Chapitre 19 Strabismes paralytiques
La chirurgie des strabismes paralytiques n’est pas celle de la paralysie elle-même, mais celle du déséquilibre oculomoteur qui résulte de celle-ci et persiste au stade des séquelles dans 20 à 50 % des cas, selon le type de paralysie, et qu’il convient de corriger dès lors qu’il provoque un strabisme fonctionnellement et esthétiquement gênant. Cette chirurgie diffère de celle des strabismes concomitants par la nature du déséquilibre oculomoteur à corriger et, en conséquence, par le raisonnement qui conduit au plan opératoire et par les techniques opératoires requises [1–5].
Stratégies opératoires
Traitement palliatif au stade initial de la paralysie
Le moyen le plus simple pour supprimer la diplopie est l’occlusion de l’œil paralysé, ou parfois celle de l’œil indemne ; mais il est toujours préférable, chaque fois que cela est possible, de faire alterner le sujet ou, mieux encore, de lui faire porter des prismes compensant la déviation strabique afin d’éviter la constitution de contractures musculaires.

= = = =

◆ **VOTRE CONSIGNE**:
D'après le texte sur les strabismes paralytiques, dans quelle proportion des cas le déséquilibre oculomoteur persiste-t-il au stade des séquelles ?

= = = =

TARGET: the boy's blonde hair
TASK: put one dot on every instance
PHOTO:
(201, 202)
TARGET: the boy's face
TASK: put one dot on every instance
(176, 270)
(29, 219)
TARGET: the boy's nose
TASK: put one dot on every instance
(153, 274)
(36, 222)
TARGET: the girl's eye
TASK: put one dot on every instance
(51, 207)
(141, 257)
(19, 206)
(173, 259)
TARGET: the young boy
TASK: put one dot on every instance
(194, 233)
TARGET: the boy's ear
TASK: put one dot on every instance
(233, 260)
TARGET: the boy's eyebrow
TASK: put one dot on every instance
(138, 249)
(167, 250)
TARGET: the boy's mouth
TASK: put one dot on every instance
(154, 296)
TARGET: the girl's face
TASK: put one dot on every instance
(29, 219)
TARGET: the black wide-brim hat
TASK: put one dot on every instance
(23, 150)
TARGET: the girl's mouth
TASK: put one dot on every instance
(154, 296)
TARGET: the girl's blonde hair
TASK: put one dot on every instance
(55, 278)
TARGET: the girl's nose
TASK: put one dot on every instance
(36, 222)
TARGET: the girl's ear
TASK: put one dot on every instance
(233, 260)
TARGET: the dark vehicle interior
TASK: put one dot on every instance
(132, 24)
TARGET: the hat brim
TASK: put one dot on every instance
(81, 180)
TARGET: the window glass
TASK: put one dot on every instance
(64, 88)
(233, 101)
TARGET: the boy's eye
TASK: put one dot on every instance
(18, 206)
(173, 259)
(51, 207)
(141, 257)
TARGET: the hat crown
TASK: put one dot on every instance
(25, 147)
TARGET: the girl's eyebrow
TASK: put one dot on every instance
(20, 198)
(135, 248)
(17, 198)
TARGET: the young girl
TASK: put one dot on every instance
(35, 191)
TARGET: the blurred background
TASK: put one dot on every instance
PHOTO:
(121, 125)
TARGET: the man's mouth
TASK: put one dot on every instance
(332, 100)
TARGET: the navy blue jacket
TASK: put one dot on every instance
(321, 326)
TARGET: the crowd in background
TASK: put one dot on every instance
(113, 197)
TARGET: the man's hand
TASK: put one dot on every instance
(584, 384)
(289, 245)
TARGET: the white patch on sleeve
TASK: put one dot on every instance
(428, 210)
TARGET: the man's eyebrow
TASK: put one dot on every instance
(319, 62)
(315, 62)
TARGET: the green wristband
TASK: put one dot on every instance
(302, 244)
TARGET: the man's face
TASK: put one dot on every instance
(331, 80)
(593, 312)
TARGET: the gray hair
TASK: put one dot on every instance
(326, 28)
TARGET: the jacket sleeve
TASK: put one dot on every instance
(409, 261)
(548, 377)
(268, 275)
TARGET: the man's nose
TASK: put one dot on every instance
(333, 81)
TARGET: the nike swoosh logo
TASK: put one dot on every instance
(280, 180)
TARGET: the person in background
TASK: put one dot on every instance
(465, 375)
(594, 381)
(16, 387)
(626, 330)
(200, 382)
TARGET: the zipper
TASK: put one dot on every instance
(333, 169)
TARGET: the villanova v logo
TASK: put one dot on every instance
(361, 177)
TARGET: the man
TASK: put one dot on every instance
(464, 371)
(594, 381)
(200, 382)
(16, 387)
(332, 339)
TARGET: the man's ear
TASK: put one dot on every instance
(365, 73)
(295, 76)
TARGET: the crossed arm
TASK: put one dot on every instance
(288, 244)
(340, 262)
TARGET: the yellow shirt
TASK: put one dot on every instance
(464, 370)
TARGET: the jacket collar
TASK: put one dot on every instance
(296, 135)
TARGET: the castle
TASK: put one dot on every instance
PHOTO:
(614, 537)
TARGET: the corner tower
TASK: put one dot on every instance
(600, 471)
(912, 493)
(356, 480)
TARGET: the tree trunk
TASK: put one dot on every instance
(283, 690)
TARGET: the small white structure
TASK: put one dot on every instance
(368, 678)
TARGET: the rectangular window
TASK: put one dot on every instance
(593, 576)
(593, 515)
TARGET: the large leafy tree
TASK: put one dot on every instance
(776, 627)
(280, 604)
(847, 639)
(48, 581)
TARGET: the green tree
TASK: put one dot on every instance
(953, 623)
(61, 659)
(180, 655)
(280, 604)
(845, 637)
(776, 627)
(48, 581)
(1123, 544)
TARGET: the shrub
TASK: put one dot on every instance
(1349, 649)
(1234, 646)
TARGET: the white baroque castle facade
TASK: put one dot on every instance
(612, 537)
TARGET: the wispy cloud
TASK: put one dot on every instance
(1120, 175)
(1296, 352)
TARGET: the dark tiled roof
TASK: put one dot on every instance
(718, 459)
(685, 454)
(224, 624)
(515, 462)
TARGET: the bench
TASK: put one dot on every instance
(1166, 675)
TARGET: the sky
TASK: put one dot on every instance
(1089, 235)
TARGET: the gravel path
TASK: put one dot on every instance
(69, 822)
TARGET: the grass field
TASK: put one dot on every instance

= = = =

◆ **RÉPONSE ATTENDUE**:
Dans 20 à 50 % des cas, selon le type de paralysie.